The word has been going gangbusters on Twitter lately:
What’s interesting is to click on NoHomophobes.com to read the actual contemporaneous tweets that contain the phrases “so gay”, “dyke”, “NoHomo”, and “faggot.” I have to say that “so gay” does seem, from reading the tweets, to be close to meaningless in terms of active, pre-meditated homophobia. Yes, of course it is a negative term and is rooted in the premise that being homosexual is lame. But it has become so generic I’m not really outraged by it. In fact, I’m not that outraged at any of this. Twitter is full of expletives and hate-words. I wonder if the n-word and the word “bitch”, for example, are much more common.
“Faggot” is also somewhat ubiquitous, ranging from the classic hate term against gay men to a general term of abuse for straight women and straight men. But some of that abuse in context is jokey. So this post – which will be tweeted – will register as hate-speech, just as a joke between two friends in which “faggot” has been drained of any explicit homosexual meaning. But “NoHomo” is almost entirely an ugly, nasty prejudice.
I may not be personally outraged, but I’m in a very privileged position (only gay-bashed once in my life), and the general the trend is disturbing, especially when we have seen a spate of anti-gay street violence from the Castro to the West Village, a few blocks from where I now live.
It gets more disturbing still when you also have the spectacle of a Republican candidate for Lieutenant Governor in Virginia like EW Jackson. The state’s GOP has effectively affirmed the legitimacy of a man who has used not just tired cliches but what I think has to be called “eliminationist” rhetoric, as defined by Daniel Goldhagen. Take this:
“[T]he homosexual movement is a cancer attacking vital organs of faith, family & military – repositories of traditional values.”
Or this:
“The ‘homosexual religion’ is the most virulent anti-Christian bigotry & hatred I’ve ever seen.”
Now look at the actual definition of “eliminationist” rhetoric:
Eliminationism is the belief that one’s political opponents are “a cancer on the body politic that must be excised — either by separation from the public at large, through censorship or by outright extermination — in order to protect the purity of the nation.
I’m a free speech absolutist. But when we find hate terms surging on Twitter, eliminationist anti-gay rhetoric from major candidates, and a rise in attacks on gay men in neighborhoods associated with them, we should take notice. There is a range of tweeted sentiments here – from innocuous to unthinking (the NoHomophobes website has a smart slogan: “Homophobic language isn’t always meant to be hurtful, but how often do we use it without thinking?”). But when they are legitimized by rhetoric that seeks to speak of gays the way Afrikaners spoke of Africans, and extremist Sunnis speak of Shiites, we have a problem. I urge readers to check out the site and tell me what they hear and read, and what they make of it. It can get complex and I have two confirmation biases: I’m gay and am attached to a non-victimology temperament in identity politics.
But one thing I do know in this atmosphere: The GOP is dipping into some of the foulest waters here. I just hope they aren’t legitimizing a wave of hatred.

— RECORD SET —
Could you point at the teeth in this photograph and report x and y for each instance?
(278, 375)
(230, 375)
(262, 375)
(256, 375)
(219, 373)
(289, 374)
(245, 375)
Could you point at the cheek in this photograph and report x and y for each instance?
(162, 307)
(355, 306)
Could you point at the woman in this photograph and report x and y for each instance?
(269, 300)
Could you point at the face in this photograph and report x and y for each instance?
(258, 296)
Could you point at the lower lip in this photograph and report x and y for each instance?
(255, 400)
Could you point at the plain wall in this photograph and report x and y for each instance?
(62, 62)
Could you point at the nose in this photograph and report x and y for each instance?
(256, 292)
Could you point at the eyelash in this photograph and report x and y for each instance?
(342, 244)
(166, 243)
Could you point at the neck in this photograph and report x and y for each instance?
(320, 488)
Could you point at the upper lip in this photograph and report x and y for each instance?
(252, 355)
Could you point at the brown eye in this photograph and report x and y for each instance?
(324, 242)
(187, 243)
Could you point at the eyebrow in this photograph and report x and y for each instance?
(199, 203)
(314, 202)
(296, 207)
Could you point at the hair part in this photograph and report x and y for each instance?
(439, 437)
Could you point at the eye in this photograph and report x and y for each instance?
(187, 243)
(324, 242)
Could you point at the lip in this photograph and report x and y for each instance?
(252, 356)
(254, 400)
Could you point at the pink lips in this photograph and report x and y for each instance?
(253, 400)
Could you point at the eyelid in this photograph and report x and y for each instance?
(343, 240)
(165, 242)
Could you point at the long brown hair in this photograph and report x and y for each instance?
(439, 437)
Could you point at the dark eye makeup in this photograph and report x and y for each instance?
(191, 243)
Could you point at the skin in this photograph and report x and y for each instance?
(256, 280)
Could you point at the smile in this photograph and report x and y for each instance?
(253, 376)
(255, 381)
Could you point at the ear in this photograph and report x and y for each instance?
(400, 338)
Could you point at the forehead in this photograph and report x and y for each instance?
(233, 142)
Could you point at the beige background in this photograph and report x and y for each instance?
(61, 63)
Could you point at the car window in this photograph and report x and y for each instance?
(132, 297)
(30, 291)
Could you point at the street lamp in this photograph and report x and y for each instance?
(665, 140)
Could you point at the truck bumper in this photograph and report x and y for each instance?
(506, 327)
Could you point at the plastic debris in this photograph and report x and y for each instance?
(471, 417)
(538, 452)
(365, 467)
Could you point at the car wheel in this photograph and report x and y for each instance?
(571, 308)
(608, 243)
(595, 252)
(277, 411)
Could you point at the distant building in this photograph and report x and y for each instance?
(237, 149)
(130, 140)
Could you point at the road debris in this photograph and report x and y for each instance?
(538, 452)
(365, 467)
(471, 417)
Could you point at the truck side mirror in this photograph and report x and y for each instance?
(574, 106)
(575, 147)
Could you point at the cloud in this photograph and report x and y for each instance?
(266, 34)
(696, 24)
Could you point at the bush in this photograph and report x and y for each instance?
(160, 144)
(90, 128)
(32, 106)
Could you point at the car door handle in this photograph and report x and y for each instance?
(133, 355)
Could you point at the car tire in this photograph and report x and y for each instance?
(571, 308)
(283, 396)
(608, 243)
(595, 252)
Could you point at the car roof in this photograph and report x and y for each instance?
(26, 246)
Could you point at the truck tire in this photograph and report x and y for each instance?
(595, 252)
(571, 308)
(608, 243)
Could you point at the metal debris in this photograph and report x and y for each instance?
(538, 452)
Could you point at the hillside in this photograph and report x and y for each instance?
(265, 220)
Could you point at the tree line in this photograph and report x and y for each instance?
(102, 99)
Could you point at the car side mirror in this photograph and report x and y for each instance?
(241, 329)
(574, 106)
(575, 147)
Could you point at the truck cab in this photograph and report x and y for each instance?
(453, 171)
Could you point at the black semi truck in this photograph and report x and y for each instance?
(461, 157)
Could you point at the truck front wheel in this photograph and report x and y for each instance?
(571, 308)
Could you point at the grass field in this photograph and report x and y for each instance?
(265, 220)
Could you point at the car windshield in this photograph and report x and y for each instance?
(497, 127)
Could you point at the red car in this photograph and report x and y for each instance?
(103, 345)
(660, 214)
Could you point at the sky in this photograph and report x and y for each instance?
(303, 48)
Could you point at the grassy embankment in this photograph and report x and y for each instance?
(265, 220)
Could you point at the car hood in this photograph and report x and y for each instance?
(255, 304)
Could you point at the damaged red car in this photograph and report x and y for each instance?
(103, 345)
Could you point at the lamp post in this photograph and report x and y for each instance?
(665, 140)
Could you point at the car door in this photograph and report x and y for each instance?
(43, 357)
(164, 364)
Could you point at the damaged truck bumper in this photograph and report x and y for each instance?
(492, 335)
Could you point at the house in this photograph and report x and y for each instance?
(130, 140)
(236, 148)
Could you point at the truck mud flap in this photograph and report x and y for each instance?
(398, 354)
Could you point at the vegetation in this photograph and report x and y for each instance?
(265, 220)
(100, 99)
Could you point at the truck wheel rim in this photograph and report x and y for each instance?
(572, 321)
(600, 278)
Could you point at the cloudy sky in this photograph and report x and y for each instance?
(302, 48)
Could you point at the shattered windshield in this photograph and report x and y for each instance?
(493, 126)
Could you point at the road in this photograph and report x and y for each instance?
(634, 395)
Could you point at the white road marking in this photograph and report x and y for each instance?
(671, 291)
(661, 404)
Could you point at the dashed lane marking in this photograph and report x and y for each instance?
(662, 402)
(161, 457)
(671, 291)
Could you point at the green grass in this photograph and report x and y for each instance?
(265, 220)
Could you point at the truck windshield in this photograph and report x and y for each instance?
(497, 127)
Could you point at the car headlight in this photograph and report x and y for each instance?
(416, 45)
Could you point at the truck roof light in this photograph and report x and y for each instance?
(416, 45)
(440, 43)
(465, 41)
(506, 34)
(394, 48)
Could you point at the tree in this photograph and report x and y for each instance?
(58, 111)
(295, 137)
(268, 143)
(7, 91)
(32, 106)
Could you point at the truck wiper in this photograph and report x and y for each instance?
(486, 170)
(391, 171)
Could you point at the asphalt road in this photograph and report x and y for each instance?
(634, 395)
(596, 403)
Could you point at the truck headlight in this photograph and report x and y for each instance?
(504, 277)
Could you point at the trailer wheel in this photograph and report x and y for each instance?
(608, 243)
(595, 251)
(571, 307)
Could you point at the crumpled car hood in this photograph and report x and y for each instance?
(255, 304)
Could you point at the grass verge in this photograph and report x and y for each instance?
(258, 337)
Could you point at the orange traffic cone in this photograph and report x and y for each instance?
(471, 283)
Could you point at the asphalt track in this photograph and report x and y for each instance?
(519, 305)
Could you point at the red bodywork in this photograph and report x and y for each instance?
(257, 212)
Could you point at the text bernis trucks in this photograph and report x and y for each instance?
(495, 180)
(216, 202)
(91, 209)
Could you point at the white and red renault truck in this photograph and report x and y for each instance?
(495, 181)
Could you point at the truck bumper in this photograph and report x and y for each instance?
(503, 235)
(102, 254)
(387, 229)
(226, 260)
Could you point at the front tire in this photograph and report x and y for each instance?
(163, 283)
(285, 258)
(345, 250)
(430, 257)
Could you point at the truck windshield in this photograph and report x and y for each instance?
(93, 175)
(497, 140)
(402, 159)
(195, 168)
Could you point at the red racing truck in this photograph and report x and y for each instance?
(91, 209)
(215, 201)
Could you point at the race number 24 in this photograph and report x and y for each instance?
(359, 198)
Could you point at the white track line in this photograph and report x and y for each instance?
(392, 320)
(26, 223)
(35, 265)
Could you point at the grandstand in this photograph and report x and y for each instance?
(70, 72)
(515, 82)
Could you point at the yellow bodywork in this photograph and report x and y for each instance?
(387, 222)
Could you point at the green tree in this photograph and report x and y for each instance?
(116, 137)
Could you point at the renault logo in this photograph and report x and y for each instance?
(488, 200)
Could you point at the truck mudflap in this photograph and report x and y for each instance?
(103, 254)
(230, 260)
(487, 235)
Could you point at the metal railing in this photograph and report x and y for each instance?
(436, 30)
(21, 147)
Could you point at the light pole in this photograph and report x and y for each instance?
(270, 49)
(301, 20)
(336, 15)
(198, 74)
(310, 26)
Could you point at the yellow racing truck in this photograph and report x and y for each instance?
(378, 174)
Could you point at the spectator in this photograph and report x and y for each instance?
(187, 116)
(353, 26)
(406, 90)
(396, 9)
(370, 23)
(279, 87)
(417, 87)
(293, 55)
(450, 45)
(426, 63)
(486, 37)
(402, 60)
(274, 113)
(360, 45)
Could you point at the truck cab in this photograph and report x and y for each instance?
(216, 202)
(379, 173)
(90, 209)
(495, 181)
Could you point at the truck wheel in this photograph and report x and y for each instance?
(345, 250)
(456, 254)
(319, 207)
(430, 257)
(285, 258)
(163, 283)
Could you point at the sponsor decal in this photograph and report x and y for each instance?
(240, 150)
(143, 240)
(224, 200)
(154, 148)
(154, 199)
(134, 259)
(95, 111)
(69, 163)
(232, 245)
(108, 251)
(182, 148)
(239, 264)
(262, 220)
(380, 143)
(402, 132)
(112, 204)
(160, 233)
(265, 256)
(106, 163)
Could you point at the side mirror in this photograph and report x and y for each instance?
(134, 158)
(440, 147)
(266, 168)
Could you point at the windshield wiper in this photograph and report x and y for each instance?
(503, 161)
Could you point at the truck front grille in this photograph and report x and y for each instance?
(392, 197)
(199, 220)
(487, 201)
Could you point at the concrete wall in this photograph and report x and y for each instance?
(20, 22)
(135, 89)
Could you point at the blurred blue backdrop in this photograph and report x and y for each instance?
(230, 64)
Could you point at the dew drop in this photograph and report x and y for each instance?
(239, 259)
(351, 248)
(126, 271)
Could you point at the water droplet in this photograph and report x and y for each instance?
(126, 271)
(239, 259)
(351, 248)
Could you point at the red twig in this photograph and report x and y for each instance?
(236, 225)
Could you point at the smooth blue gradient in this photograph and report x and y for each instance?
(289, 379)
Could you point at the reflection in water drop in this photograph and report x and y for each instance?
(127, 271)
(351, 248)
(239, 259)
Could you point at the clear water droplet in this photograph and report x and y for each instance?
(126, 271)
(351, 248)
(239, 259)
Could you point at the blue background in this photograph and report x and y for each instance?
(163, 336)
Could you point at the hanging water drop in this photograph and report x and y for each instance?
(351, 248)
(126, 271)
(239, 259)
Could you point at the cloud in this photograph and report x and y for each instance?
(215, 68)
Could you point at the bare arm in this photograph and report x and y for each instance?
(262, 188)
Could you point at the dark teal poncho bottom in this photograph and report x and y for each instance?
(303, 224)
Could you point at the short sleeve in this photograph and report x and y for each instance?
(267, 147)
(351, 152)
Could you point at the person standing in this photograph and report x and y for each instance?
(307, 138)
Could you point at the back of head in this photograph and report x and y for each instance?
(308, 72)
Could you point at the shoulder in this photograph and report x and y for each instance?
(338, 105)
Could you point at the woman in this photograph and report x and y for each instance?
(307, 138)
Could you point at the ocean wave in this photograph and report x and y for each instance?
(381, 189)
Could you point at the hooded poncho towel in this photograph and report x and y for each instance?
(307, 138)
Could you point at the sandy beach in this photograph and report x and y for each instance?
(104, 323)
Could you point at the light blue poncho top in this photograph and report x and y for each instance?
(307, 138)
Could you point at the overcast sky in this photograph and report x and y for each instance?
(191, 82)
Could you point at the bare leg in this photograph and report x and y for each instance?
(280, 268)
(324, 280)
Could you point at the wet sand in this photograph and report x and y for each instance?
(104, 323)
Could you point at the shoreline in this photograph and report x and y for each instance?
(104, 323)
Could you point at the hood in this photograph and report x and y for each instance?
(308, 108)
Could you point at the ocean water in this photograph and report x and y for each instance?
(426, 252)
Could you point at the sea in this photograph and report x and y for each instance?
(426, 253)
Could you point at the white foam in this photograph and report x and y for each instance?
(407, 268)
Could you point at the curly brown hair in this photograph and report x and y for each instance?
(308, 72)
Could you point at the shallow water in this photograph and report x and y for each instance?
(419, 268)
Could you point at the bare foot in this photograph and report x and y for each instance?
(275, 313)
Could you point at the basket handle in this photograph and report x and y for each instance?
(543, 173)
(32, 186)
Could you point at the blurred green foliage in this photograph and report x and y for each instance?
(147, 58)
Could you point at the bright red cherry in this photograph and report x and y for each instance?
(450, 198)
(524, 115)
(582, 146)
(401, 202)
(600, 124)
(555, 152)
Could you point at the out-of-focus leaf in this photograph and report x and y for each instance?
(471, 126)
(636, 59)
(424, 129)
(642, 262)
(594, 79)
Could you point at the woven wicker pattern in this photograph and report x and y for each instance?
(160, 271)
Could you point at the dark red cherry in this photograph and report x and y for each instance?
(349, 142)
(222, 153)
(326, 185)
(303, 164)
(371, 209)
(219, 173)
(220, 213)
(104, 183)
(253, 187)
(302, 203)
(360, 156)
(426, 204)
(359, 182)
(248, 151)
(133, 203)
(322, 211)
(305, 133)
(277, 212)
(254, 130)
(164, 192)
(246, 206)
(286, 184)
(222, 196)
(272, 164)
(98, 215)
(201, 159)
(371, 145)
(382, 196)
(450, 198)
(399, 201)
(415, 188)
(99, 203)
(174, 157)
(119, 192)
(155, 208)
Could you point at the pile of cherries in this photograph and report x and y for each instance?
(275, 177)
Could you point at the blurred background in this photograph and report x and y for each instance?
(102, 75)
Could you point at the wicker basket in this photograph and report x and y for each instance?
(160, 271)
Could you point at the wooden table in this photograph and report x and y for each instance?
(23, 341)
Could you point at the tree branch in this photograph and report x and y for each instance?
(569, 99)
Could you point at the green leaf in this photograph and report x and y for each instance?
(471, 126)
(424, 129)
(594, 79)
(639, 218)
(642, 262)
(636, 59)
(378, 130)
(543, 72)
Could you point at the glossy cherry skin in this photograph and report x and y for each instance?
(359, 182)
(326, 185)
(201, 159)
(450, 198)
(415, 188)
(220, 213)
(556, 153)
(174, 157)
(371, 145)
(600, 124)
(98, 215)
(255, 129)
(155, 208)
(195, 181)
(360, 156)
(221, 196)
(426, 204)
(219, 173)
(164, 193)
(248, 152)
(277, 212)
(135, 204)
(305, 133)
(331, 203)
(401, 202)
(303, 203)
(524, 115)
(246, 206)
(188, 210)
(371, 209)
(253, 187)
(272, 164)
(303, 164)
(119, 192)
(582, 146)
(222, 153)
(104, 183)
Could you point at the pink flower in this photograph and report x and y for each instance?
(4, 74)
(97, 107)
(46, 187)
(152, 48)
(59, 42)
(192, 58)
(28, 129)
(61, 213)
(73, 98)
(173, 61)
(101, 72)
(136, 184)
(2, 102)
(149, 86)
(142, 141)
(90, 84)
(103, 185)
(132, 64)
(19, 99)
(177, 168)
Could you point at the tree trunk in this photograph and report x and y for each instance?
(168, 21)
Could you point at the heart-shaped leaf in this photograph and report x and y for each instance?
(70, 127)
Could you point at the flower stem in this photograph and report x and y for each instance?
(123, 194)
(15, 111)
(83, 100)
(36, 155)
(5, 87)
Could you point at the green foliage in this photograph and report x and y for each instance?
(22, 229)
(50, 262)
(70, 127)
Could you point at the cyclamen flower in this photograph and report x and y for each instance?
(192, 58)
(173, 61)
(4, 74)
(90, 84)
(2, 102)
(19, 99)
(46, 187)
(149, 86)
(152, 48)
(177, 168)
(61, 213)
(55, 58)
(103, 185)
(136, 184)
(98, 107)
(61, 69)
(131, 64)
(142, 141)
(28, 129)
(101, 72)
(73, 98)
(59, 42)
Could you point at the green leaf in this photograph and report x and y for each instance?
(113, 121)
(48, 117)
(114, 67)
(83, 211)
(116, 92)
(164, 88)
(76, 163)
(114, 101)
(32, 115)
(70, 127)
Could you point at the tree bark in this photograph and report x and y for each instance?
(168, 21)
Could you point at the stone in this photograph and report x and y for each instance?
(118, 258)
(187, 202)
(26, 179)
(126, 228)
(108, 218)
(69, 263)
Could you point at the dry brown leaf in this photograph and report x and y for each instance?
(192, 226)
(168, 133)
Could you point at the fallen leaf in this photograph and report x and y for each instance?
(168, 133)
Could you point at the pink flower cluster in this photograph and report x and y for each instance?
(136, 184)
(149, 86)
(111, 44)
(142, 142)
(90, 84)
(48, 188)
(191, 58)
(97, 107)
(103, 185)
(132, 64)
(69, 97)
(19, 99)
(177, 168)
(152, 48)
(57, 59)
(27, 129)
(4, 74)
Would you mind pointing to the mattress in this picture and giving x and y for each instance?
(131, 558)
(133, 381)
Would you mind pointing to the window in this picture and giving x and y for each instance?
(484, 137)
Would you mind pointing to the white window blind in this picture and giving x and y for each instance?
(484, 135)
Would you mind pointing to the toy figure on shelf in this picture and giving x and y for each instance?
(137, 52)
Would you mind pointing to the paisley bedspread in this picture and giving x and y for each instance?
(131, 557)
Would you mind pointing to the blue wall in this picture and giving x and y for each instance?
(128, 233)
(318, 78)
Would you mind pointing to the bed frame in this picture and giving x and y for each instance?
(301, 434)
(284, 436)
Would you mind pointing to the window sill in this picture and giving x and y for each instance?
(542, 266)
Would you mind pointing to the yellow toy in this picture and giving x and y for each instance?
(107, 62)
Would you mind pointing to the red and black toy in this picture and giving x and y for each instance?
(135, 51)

— WHAT YOU WILL DO —
1. In the post about homophobic language on Twitter, what office is EW Jackson seeking?
2. Reproduce the part of the post about homophobic language on Twitter starting at "Now look at" and ending at "of the nation.".

— RESPONSE LIST —
1. He is the Republican candidate for Lieutenant Governor in Virginia.

2.
Now look at the actual definition of “eliminationist” rhetoric:
Eliminationism is the belief that one’s political opponents are “a cancer on the body politic that must be excised — either by separation from the public at large, through censorship or by outright extermination — in order to protect the purity of the nation.